Professionals, managers, executives and technicians (PMETs) who have been out of the workforce for at least two years will get a boost, as employers who train them can now tap a new grant.
The National Trades Union Congress (NTUC) U Family unit launched a work trial scheme yesterday, which will start accepting applications from Sept 1.
Under the scheme, job seekers - whom NTUC calls "returners" - can try working at a company for up to six months. During this trial period, the employer must train the worker and pay them a monthly training allowance of at least $2,500.
Statutory board Workforce Singapore will give employers a grant of $1,500 a month to subsidise this amount.
If the trial works out well, employers are encouraged to place the new staff in a permanent position or contract position of at least 12 months.
Employers who retain staff under the programme for at least three consecutive months after the work trial will receive a one-off retention bonus of $3,000 from the Government. The bonus will be given to the employer nine months after the start of the work trial.
Labour MP Desmond Choo, who is NTUC's spokesman for women and family issues, said such schemes are important as PMETs now make up the majority of the workforce and bear the brunt of retrenchments.
He told reporters at a career fair where the scheme was announced that NTUC will pick employers carefully, and favour those in growth industries. Employers must have a track record of good human resource practices, and provide a structured programme to help new workers pick up skills, he added.
This will ensure that the worker can pad up his resume even if he parts ways with the employer after the trial, Mr Choo said.
There were no figures available on the number of PMETs out of work for at least two years.

▶ [Provided information]:
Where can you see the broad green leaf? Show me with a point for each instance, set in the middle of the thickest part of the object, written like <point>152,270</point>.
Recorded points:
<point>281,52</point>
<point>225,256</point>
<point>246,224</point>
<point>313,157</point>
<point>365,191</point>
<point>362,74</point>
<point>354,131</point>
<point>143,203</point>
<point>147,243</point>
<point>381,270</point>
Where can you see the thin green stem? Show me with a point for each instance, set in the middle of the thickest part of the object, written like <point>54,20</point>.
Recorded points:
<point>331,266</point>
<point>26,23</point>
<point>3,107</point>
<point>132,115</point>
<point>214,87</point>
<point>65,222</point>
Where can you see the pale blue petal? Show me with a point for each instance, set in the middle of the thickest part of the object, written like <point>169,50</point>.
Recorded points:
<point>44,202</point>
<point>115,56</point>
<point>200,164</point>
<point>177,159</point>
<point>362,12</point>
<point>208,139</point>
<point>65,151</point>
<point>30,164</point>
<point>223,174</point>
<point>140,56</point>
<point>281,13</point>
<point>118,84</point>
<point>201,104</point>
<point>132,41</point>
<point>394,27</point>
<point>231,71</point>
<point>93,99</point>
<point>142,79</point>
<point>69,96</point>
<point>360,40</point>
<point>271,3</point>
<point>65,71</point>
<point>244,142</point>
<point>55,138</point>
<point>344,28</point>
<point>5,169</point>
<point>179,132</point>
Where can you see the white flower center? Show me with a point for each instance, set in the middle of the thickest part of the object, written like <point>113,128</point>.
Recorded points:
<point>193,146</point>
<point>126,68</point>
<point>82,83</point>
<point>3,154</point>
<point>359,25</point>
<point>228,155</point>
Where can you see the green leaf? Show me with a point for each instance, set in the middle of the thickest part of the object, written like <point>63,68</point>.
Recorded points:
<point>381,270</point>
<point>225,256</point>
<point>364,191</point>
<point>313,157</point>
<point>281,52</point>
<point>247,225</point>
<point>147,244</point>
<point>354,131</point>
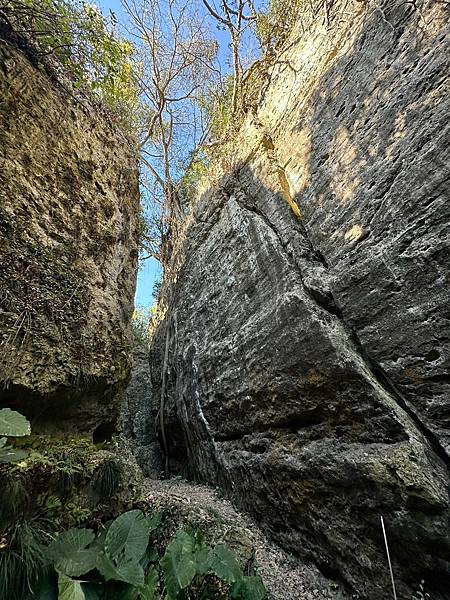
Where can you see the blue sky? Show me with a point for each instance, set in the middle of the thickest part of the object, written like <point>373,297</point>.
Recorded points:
<point>150,270</point>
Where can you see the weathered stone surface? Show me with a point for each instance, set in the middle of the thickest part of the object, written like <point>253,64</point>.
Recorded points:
<point>308,364</point>
<point>139,418</point>
<point>68,253</point>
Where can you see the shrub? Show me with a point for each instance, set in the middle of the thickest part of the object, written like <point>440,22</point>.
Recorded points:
<point>75,41</point>
<point>119,562</point>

▶ [Task goal]: Extend the article on NTUC's work trial scheme for returning PMETs, starting after its last sentence.

▶ [Response]:
Singaporeans who are aged 30 and above and have at least a diploma qualification, or were previously in a PMET role, can apply for the work trial scheme from Sept 1 by contacting the NTUC U Family unit at email@example.com
There are 22 employers from industries like IT and hospitality on board so far offering 80 positions.
IT services company Xcellink is offering seven positions, including business development account director and recruitment consultant.
Mr Mohamad Azhar Ramalan, Xcellink's executive director for business operations, said that while someone who stopped work for a long period may not have up-to- date knowledge, training can help to address that.
"The trial period can also help them gauge whether they are ready to come back and juggle family life with corporate life," he said.
Madam Ang Seoh Choon, 46, left her sales job in an IT multinational 17 years ago to start a family.
She continued to pick up new skills like traditional Chinese medicine, but could not land a job when she tried to restart her career last year despite applying to several different industries.
"I am trying to get myself out in the job market again, if not it might be harder in the future," she said. "I hope that through the work trial, I can show employers that I can still learn a new skill."